▸ **To do**: Every entry below should be repeated exactly; the pictures should not.

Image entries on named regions
◆ ◆ ◆ ◆

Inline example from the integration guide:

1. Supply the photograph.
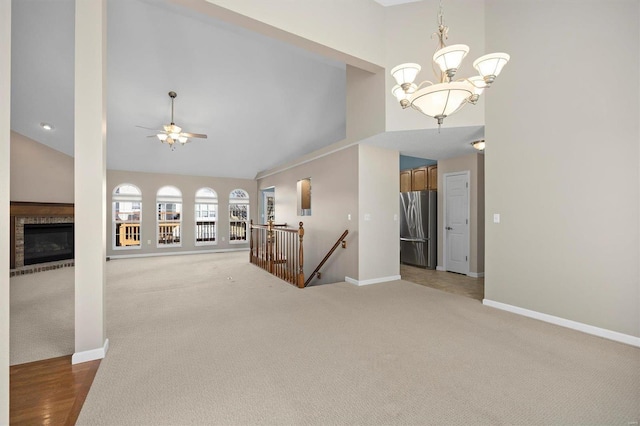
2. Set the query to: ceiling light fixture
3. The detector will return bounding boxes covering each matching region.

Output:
[137,91,207,151]
[471,139,485,151]
[391,1,509,128]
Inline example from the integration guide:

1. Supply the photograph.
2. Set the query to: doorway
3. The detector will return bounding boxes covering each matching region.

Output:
[260,186,276,224]
[442,170,470,275]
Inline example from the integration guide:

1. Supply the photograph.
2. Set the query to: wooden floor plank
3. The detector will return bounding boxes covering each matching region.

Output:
[9,355,100,425]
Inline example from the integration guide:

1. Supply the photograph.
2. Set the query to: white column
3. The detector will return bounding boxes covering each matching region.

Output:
[72,0,109,364]
[0,0,11,425]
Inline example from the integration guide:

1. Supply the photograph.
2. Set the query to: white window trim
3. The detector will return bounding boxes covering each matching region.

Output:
[111,183,142,251]
[154,188,184,249]
[227,189,251,244]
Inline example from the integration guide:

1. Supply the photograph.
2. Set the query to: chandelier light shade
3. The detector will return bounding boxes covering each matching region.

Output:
[433,44,469,78]
[411,82,473,125]
[391,83,418,108]
[473,53,511,84]
[391,2,510,127]
[391,64,422,90]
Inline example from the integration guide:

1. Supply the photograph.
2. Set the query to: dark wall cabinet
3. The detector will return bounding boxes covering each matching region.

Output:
[400,166,438,192]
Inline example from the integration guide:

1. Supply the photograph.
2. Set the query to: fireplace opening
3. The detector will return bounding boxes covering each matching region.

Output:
[24,223,74,265]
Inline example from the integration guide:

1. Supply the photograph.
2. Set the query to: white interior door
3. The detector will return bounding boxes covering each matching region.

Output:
[444,171,469,274]
[260,187,276,224]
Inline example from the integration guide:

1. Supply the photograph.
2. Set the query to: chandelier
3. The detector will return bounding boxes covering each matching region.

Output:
[391,1,509,128]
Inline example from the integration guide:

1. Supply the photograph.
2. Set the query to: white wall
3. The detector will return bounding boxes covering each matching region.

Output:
[11,132,74,203]
[485,0,640,337]
[206,0,385,65]
[0,1,11,424]
[351,145,400,283]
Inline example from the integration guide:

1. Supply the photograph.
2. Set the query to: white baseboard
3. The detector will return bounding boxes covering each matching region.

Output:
[344,275,401,286]
[107,247,249,259]
[482,299,640,348]
[436,265,484,278]
[71,339,109,364]
[467,272,484,278]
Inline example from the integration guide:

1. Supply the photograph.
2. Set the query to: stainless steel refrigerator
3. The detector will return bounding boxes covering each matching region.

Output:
[400,191,438,269]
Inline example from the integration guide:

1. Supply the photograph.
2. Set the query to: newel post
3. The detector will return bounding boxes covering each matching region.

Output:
[298,222,304,288]
[267,220,274,274]
[249,219,253,263]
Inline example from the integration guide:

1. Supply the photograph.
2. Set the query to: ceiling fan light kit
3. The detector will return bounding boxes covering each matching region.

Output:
[391,2,509,128]
[142,91,207,151]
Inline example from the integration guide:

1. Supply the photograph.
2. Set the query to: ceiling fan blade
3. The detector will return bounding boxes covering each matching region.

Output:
[180,132,207,139]
[136,126,164,132]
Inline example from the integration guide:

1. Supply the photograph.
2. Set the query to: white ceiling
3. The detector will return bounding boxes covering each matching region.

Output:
[11,0,483,178]
[373,0,422,7]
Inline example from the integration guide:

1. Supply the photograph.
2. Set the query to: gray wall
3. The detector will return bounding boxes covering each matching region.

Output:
[11,132,74,203]
[358,145,400,283]
[485,0,640,336]
[107,170,259,259]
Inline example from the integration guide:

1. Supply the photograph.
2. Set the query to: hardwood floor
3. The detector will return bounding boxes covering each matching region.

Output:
[400,264,484,300]
[9,355,100,426]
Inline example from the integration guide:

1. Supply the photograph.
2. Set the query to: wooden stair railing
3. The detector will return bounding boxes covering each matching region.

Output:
[304,229,349,287]
[249,221,304,288]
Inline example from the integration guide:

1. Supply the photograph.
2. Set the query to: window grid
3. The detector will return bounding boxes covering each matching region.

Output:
[196,203,218,245]
[229,189,249,243]
[158,201,182,246]
[112,184,142,249]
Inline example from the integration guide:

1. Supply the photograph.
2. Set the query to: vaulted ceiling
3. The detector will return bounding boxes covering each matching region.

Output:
[11,0,482,178]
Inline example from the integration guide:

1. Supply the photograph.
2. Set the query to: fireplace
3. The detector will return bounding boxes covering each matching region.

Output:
[9,201,74,276]
[24,223,73,266]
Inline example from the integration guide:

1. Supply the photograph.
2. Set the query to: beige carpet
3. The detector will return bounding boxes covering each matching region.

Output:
[8,253,640,425]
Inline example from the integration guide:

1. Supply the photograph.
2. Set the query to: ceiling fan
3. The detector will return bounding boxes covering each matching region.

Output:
[137,91,207,151]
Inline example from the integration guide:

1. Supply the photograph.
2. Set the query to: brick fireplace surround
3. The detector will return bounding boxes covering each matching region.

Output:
[9,201,74,277]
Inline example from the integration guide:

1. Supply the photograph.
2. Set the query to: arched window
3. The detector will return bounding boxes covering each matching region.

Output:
[195,188,218,246]
[156,186,182,247]
[111,183,142,249]
[229,189,249,243]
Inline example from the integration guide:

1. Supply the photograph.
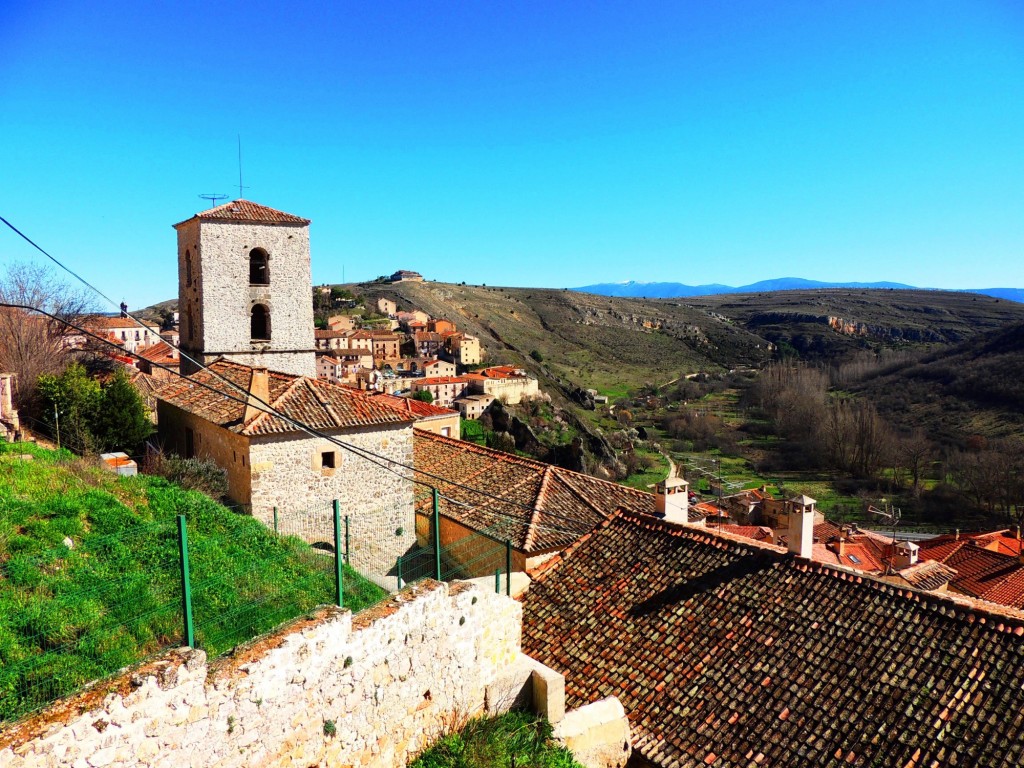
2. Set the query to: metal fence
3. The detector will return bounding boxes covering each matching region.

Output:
[0,503,388,723]
[394,488,514,594]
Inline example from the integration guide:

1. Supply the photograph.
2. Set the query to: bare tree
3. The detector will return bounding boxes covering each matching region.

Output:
[895,429,935,498]
[0,263,89,408]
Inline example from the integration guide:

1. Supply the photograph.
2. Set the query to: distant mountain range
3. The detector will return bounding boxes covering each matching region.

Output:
[570,278,1024,303]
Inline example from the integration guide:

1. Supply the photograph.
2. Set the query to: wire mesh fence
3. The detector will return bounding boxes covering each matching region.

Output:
[394,493,516,590]
[0,449,512,723]
[0,521,182,722]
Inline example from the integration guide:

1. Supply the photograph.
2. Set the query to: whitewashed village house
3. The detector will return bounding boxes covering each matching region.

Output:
[157,200,415,581]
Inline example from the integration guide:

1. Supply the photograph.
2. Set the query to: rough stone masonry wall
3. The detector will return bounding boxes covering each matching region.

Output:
[250,424,416,589]
[0,582,521,768]
[178,221,316,376]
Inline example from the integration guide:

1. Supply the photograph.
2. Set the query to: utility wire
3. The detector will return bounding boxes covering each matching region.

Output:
[0,302,590,535]
[0,216,614,532]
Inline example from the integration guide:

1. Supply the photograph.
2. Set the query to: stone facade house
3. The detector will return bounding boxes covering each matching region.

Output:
[370,332,401,362]
[423,360,456,378]
[415,428,658,577]
[82,314,160,352]
[453,392,495,419]
[157,360,414,571]
[466,366,540,406]
[413,331,444,357]
[174,200,316,376]
[444,333,483,366]
[412,376,469,408]
[374,392,461,440]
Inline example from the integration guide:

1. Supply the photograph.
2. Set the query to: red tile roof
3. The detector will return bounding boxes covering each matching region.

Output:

◆ ◆ ◆ ◆

▸ **Full solution**:
Inline example from the integration guide:

1. Supply the photograph.
2. Set the query to: ceiling light fixture
3. The detector will return bounding boxes covering each matching region.

Output:
[137,91,207,151]
[471,139,485,151]
[391,1,509,128]
Inline example from the integration guide:

1. Supply the photograph.
2. Set the query to: doorway
3. The detector will return bounding boxes covering each matching region.

Output:
[260,186,276,224]
[442,170,470,275]
Inline example from the integration guide:

1. Supply the photograph.
2. Set the query to: wooden floor plank
3. The detector will return bounding boxes covering each matching region.

Output:
[9,355,100,425]
Inline example from the integration guide:

1. Supply the photograph.
2. Set the query to: white column
3. The detector will return bounding boxes covering each matching region.

Output:
[72,0,109,364]
[0,0,11,425]
Inline example from the integration guide:

1. Supply the photograph.
2. Set the query to: white window trim
3. The detector will return bounding boxes covering each matching region.

Output:
[111,183,142,251]
[154,188,184,249]
[227,189,251,244]
Inline example from the integration guide:

1. Supply the photograph.
2. Set the query to: chandelier light shade
3. The detector will return bounding boxes covering each matching region.

Output:
[433,44,469,78]
[411,82,473,125]
[391,83,418,108]
[473,53,511,84]
[391,2,510,127]
[391,64,422,90]
Inline example from the integration guide:

1. Supply the photograph.
2. Set the query to: dark wall cabinet
3. The detector will return bounding boxes covering each matching region.

Output:
[400,166,438,192]
Inline example from the integration guide:

1. Supply the photograph.
2. Set the query to: fireplace opening
3. The detector will return bounding boxes covering each matching region.

Output:
[24,223,74,265]
Inline example from the integration guide:

1. Supply the photograph.
2. Set the query to: white interior door
3. The detector will return bounding boxes covering each matching region.

Output:
[444,171,469,274]
[260,187,276,224]
Inline example from the integration guide:

1. Supply the photograph.
2. Set the query to: chandelier
3. The detector will return bounding boxes covering each matching region.

Output:
[391,1,509,128]
Inline example from the integration guide:

1. Supply the photograph.
2. Set the query to: white wall
3. The detector will return bounding boxes covering each matching region.

Output:
[11,132,74,203]
[485,0,640,337]
[206,0,385,65]
[0,1,11,424]
[351,145,400,283]
Inline example from the integration guide:

1. Supply the photograph.
2. Set the query to: white baseboard
3. The detector will return bounding boxes covering each matching region.

Output:
[344,275,401,286]
[107,247,249,259]
[482,299,640,348]
[436,265,484,278]
[71,339,109,364]
[467,272,484,278]
Inline example from the integration guide:

1. Supply the photograph.
2. Set the query to: stainless steel refrigerator
3. The detector will return bounding boxes covering each matching region.

Output:
[400,191,438,269]
Inline example from the integration guide:

1. Supply the photograph.
2. Set the query to: newel post
3. The detector will return bounding boxes covering each matching region.

Output:
[298,222,304,288]
[267,220,274,274]
[249,219,253,263]
Inline example from the integration guide:

1. Supply the photograph.
2. Set the query to: ceiling fan light kit
3. The detector will return bounding boxes covering each matching region.

Output:
[391,2,509,128]
[142,91,207,151]
Inline example from the integration guide:

1. Supply the photograph.
2. Set the query to: ceiling fan blade
3. The detector will return bounding boxes covering each matching region.

Output:
[180,132,207,139]
[136,126,164,132]
Inline example from the integration guide:

1. Supply the photograph.
2. Set the query to: white ceiling
3. The detector will return bounding boxes covering each matching region.

Output:
[11,0,483,178]
[373,0,422,7]
Inline example from the integration guide:

1. Supply the photograph.
2. Set the query to: gray wall
3. The detector will return bounding boxes covering each matching region.

Output:
[11,132,74,203]
[358,145,400,283]
[485,0,640,336]
[107,170,259,259]
Inline example from the integration guide:

1. Supply the photograph.
2. Set the query to: hardwood floor
3. The detector will return bounding boxes covering each matching region.

Output:
[400,264,484,300]
[9,355,100,426]
Inline example from the integration guide:

1. Supply the photograph.
2. Set the query to: wooden stair railing
3. The detector will return bounding boxes covering each matching region.

Output:
[304,229,349,287]
[249,221,304,288]
Inline example from the integration guide:

1. Supply the photograph.
2. Set the query to: window grid
3. The detector will return bounding boxes covering each matching region.

Output:
[196,203,218,245]
[229,189,249,243]
[158,201,182,246]
[112,184,142,249]
Inline example from the integration guide:

1. Supply the photograph.
2. Set the query to: vaulted ceiling
3. The detector will return bounding boxes covering each matching region.

Output:
[11,0,482,178]
Inline example from the integration guide:

1. Supply the photograph.
2. Set the query to: fireplace
3. The detector will return bounding boxes covering each matching region.

Output:
[9,201,74,276]
[24,223,73,266]
Inline example from the integration guide:

1. Supply the photograph.
2. Set the query to: beige carpet
3. The detector will return bounding boxes covering each matching region.

Output:
[8,253,640,425]
Inline example from the integration guide:

1. Supply the photograph.
2. Set the query to: ceiling fan
3. The detector will return bounding boxes covering each matching region.

Output:
[137,91,207,151]
Inline example from the integration guide:

1. Supply the photograph.
2. Set the query to: brick fireplace surround
3. The detector will return bounding boxes covering each matching region.

Output:
[9,201,74,277]
Inline example from the integration guide:

1. Supply the photograph.
2. Set the query to: arched window
3. The detector will return bounding boxes covering each matching region.

Output:
[195,188,218,246]
[156,186,182,247]
[111,183,142,249]
[229,189,249,243]
Inline example from the integration guide:

1. Supply the photograph.
2. Set the query to: metal fence
3. The detector will return bounding boxes covering each matching region.

Output:
[0,503,388,723]
[394,488,514,594]
Inline example from the integration guide:

1. Supply the photograph.
2. Set the query to: bare tree
3. The detector will return bounding boxes covering each matching region.

Output:
[895,429,935,498]
[0,263,89,408]
Inline example from the integration guide:

1. Supply the photograph.
2. Set the query to: distant mountain range
3. The detector will return bounding boxes covering each matching region.

Output:
[570,278,1024,303]
Inline example from the integration guide:

1. Supply the photograph.
2. Set the query to: wire mesh fence
3. The detector will return bounding boxes covering each matching region.

Output:
[394,493,516,590]
[0,449,512,723]
[0,521,182,722]
Inline example from the integration guide:

1. Supply the photograph.
2. Set the query to: whitewashed village house
3. The detector will return bounding boxes covering each matching region.

Output:
[157,200,415,581]
Inline example from the integration guide:

1. Supply the photograph.
2. Set the query to: rough stone masonry wall
3. The detector will return bounding boxes covering each matching region.

Output:
[250,424,416,589]
[0,582,521,768]
[178,221,316,376]
Inline example from the integration guide:

1. Supply the photograph.
2. Set the query to: utility wire
3. The detector will return bounding boxes covering each matching region.

Output:
[0,302,590,535]
[0,216,614,532]
Inline example from the integration guide:

1. Supply the photograph.
2. Set the query to: stone facade house
3. The detector will return bounding boxes covering each matching region.

Output:
[370,332,401,362]
[423,360,456,378]
[415,428,658,577]
[82,314,160,352]
[453,392,495,419]
[157,360,414,571]
[466,366,540,406]
[413,331,444,357]
[174,200,316,376]
[444,333,483,366]
[412,376,469,408]
[374,392,461,440]
Inline example from the integration guide:

1. Supply the photograph.
2. Set the query to: red tile roof
3. The detector will return bounding boxes covering each matching region.

Output:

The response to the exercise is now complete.